Records excerpted from a collection

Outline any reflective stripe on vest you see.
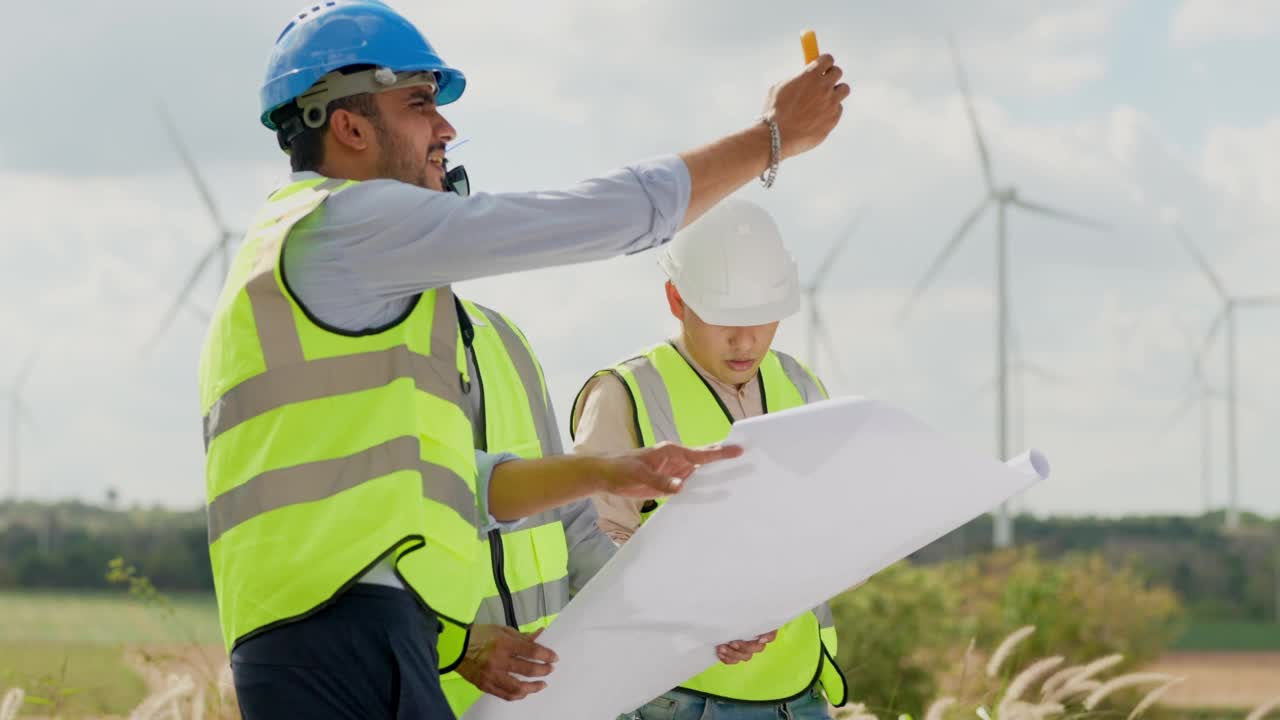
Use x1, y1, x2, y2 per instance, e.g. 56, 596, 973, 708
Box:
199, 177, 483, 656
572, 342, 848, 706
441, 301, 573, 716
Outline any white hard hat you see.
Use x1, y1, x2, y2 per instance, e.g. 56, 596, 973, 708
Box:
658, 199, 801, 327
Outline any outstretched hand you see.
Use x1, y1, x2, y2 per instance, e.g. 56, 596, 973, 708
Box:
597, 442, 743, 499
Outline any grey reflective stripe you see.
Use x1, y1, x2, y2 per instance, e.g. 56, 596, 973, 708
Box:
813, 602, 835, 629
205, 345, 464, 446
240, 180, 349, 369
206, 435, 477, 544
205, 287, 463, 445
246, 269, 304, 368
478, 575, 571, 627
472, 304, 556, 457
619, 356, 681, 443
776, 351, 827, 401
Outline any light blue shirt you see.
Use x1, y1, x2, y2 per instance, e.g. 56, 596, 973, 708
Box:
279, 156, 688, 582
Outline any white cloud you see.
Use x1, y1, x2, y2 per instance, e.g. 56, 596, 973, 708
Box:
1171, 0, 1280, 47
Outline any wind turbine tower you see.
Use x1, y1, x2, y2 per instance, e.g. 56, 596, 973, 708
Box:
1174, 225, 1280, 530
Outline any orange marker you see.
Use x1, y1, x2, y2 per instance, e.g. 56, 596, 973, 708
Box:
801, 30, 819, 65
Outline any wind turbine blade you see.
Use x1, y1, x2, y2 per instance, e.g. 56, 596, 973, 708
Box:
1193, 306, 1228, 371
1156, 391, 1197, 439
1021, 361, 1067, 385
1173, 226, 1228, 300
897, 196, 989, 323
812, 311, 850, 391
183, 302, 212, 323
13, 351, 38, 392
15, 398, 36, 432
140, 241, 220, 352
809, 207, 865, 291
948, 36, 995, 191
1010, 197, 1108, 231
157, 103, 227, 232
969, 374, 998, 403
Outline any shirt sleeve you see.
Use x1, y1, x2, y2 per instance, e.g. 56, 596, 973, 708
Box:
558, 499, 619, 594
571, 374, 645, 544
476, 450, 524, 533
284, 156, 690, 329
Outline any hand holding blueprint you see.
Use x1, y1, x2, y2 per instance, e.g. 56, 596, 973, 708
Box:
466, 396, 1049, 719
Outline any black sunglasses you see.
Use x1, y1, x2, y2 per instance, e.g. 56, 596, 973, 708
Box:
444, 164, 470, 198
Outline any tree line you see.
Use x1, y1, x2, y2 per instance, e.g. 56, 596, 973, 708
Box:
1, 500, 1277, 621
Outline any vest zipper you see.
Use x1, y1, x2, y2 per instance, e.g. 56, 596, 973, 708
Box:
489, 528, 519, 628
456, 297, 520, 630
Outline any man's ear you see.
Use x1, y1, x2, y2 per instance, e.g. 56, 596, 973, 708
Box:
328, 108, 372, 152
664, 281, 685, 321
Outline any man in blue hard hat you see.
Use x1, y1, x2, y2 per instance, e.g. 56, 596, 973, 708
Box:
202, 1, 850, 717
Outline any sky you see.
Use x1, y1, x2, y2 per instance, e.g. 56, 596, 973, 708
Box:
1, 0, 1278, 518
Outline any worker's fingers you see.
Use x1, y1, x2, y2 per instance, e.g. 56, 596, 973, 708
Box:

Activity
The answer must consist of the lines from the one with "Outline any wind turbine tower you see." through the final line of the entries above, exactly as they are, and nothing else.

Response below
Outline any wind turbine tower you see.
Use x1, y1, x2, y2 per instance, e.g. 56, 596, 973, 708
Box:
1174, 225, 1280, 530
Outline any orange marker you see.
Use x1, y1, x2, y2 per instance, e.g. 56, 596, 973, 708
Box:
801, 30, 819, 65
Outline any wind turbine blade you see.
Use x1, y1, x2, y2 per instance, e.g. 56, 596, 973, 708
Box:
1193, 306, 1228, 371
1156, 391, 1197, 439
1021, 361, 1067, 385
1173, 226, 1228, 300
897, 196, 989, 323
812, 311, 850, 391
183, 302, 212, 323
13, 351, 38, 392
15, 398, 36, 432
140, 241, 220, 352
809, 207, 865, 291
948, 36, 995, 191
1010, 197, 1108, 231
157, 103, 227, 232
969, 374, 998, 403
Outline any shirt sleeve you see.
Use x1, y1, x2, y2 per instance, e.g. 56, 596, 973, 708
Box:
558, 499, 619, 594
571, 374, 645, 544
476, 450, 524, 533
284, 156, 690, 329
Outline any hand holding blueprint you see.
Use x1, y1, x2, y2 per instance, e.g. 56, 596, 973, 708
Box:
466, 396, 1049, 719
Outline any black sunglasses you see.
Use x1, y1, x2, y2 per instance, e.g. 56, 596, 973, 708
Box:
444, 164, 470, 198
Outline any tree line you see.
Use x1, y1, x2, y2 per instance, e.g. 56, 596, 973, 708
Box:
1, 500, 1277, 621
Outline any vest zipper you see.
Use x1, y1, x2, y2 per instance, e.g. 56, 596, 973, 708
Box:
489, 528, 519, 628
456, 297, 520, 630
Outline any man's ear you see.
Use x1, y1, x2, y2 per instance, e.g. 56, 596, 973, 708
Box:
328, 108, 372, 152
664, 281, 685, 321
Outline any man in blue hard hat you see.
Use x1, y1, x2, y2 per instance, e.g. 56, 596, 973, 708
Box:
202, 1, 850, 717
Outline any sky you see.
Use x1, y1, x2, y2 per instance, e.g. 56, 596, 973, 708
Box:
1, 0, 1278, 518
Outline any worker's fingers you see.
Use x1, y1, x2, y2 per instance, e.g. 56, 596, 973, 708
Box:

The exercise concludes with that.